The most recent issue, as reported by the Associated Press (AP) involves an army emblem of a Colorado hospital.  The emblem contains a cross and the motto, “Pro deo et humanitate” or “For God and humanity.”

The Military Religious Freedom Foundation (MRFF) has asked the Army to change the emblem of Evans Army Community Hospital at Fort Carson, Colorado noting it could violate the constitutional requirement for separation of church and state, the AP reported.

The AP said the MRFF is the same group that persuaded the Pentagon to rescind their invitation to evangelist Franklin Graham to speak on the May 6 National Day of Prayer, because in 2001 Graham had said that “Islam is evil.”

In a separate incident, a judge had ruled recently that the National Day of Prayer, which is an annual event that has been held since 1952 is unconstitutional.  The Obama administration expressed plans to appeal the ruling and the Justice department filed a formal notice of its plans for appeal, the Wall Street Journal (WSJ) reported.

» Extracted information
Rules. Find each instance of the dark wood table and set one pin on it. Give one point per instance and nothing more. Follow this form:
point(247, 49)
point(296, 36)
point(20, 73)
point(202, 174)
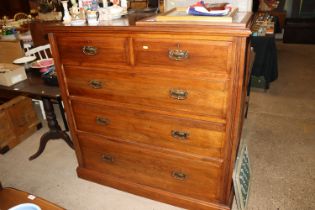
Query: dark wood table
point(34, 87)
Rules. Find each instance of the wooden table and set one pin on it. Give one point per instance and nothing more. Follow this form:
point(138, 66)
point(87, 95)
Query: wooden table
point(10, 197)
point(35, 87)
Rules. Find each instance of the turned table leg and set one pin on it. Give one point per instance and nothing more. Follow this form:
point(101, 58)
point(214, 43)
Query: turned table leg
point(54, 132)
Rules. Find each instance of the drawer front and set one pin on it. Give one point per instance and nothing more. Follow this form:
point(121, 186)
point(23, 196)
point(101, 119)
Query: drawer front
point(203, 97)
point(189, 177)
point(194, 55)
point(183, 135)
point(93, 50)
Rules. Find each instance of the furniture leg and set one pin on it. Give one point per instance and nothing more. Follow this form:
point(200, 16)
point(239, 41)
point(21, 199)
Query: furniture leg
point(54, 132)
point(62, 112)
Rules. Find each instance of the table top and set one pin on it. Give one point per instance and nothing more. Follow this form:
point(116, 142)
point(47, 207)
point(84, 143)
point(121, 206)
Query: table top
point(34, 86)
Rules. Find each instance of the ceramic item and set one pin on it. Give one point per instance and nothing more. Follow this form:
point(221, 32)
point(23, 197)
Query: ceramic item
point(66, 17)
point(26, 206)
point(42, 63)
point(78, 22)
point(25, 59)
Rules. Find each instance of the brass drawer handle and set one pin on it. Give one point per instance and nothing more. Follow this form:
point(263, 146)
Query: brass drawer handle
point(96, 84)
point(178, 94)
point(179, 175)
point(178, 54)
point(108, 158)
point(89, 50)
point(180, 134)
point(102, 121)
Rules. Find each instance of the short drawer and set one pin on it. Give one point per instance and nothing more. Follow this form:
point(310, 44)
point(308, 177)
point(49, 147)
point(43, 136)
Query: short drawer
point(178, 134)
point(193, 96)
point(189, 177)
point(194, 55)
point(93, 50)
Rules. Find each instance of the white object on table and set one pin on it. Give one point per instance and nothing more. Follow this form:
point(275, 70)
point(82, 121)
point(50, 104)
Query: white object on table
point(29, 206)
point(24, 60)
point(67, 17)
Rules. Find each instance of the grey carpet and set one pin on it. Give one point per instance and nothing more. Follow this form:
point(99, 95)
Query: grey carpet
point(280, 132)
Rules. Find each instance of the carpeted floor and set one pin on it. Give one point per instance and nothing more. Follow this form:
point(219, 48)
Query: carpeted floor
point(280, 131)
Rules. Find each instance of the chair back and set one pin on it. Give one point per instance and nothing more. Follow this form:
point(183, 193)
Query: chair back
point(41, 52)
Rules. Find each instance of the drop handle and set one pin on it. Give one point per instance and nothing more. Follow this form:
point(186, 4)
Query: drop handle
point(179, 175)
point(178, 94)
point(89, 50)
point(178, 54)
point(96, 84)
point(102, 121)
point(182, 135)
point(107, 158)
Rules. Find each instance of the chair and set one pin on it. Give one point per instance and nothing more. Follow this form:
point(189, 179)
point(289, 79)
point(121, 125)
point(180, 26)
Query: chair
point(44, 52)
point(20, 16)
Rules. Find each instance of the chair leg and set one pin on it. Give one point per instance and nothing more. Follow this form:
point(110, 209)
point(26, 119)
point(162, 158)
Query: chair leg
point(62, 112)
point(41, 107)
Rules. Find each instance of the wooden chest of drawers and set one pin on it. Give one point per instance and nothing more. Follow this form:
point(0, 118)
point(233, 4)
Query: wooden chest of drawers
point(156, 110)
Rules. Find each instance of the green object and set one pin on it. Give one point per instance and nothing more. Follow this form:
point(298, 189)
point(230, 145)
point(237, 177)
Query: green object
point(258, 82)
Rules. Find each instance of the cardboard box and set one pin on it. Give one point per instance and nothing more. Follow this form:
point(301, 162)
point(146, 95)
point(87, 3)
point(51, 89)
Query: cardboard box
point(11, 74)
point(18, 120)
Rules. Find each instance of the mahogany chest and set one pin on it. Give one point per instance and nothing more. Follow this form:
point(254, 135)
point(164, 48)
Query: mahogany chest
point(156, 110)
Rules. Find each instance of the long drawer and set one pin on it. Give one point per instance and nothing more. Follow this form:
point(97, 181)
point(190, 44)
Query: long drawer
point(194, 55)
point(189, 177)
point(193, 137)
point(201, 97)
point(93, 50)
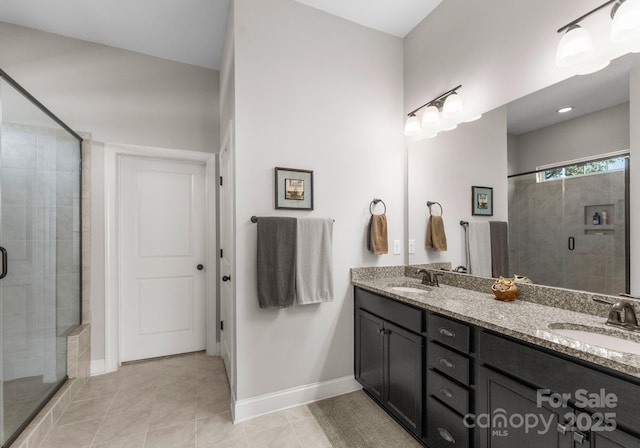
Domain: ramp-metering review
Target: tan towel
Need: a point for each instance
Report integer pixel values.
(436, 238)
(377, 237)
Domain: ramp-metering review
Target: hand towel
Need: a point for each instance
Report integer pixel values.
(479, 249)
(436, 238)
(314, 261)
(499, 248)
(276, 260)
(377, 238)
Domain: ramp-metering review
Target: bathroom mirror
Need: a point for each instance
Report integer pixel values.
(582, 161)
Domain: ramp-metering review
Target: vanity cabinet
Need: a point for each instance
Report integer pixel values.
(388, 356)
(564, 401)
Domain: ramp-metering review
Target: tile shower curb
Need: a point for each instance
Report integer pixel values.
(78, 361)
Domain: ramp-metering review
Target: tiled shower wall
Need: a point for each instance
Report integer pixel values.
(542, 216)
(41, 231)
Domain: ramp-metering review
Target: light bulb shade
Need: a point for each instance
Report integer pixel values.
(412, 126)
(453, 107)
(575, 47)
(626, 22)
(431, 117)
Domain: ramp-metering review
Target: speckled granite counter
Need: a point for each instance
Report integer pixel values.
(523, 320)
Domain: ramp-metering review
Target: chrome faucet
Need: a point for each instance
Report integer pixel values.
(429, 278)
(622, 314)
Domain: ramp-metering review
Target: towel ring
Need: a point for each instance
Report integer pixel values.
(374, 203)
(430, 203)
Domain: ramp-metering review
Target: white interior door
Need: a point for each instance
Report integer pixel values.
(227, 307)
(162, 252)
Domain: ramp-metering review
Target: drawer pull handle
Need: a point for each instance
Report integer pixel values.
(446, 392)
(579, 437)
(447, 333)
(446, 435)
(448, 364)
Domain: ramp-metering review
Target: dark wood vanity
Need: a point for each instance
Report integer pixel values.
(454, 384)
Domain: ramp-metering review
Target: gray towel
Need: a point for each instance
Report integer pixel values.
(314, 261)
(276, 262)
(479, 249)
(499, 248)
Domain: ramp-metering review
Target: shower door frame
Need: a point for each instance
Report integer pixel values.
(22, 91)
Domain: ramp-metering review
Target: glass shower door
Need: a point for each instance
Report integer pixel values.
(568, 226)
(40, 231)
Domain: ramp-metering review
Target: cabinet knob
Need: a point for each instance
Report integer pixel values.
(448, 364)
(446, 435)
(579, 437)
(446, 392)
(446, 332)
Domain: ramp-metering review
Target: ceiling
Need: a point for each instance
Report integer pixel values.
(189, 31)
(590, 93)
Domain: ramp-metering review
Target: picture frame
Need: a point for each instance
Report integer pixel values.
(294, 189)
(481, 201)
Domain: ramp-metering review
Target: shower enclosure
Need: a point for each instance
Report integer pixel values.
(569, 225)
(40, 249)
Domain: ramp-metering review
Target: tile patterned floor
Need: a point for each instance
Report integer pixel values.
(175, 402)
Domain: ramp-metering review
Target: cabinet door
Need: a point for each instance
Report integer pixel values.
(404, 376)
(504, 408)
(369, 353)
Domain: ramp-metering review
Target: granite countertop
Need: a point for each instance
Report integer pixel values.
(523, 320)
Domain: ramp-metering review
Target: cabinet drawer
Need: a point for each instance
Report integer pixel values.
(448, 392)
(400, 314)
(445, 428)
(449, 332)
(450, 363)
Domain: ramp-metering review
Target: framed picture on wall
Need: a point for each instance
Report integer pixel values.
(482, 201)
(294, 189)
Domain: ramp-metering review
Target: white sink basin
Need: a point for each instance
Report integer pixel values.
(406, 289)
(593, 338)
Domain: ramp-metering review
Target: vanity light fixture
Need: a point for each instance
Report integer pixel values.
(576, 48)
(441, 113)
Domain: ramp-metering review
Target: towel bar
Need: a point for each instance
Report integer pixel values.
(430, 203)
(254, 219)
(375, 202)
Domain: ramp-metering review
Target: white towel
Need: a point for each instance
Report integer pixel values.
(314, 261)
(479, 249)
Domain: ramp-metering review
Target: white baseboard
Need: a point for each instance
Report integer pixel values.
(98, 367)
(265, 404)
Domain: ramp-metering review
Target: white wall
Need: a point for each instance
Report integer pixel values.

» Exercise aim
Can you retype the hospital emblem article from "The Military Religious" up to and including "Journal (WSJ) reported."? The material is separate from the hospital emblem article.

» Answer to this exercise
The Military Religious Freedom Foundation (MRFF) has asked the Army to change the emblem of Evans Army Community Hospital at Fort Carson, Colorado noting it could violate the constitutional requirement for separation of church and state, the AP reported.

The AP said the MRFF is the same group that persuaded the Pentagon to rescind their invitation to evangelist Franklin Graham to speak on the May 6 National Day of Prayer, because in 2001 Graham had said that “Islam is evil.”

In a separate incident, a judge had ruled recently that the National Day of Prayer, which is an annual event that has been held since 1952 is unconstitutional.  The Obama administration expressed plans to appeal the ruling and the Justice department filed a formal notice of its plans for appeal, the Wall Street Journal (WSJ) reported.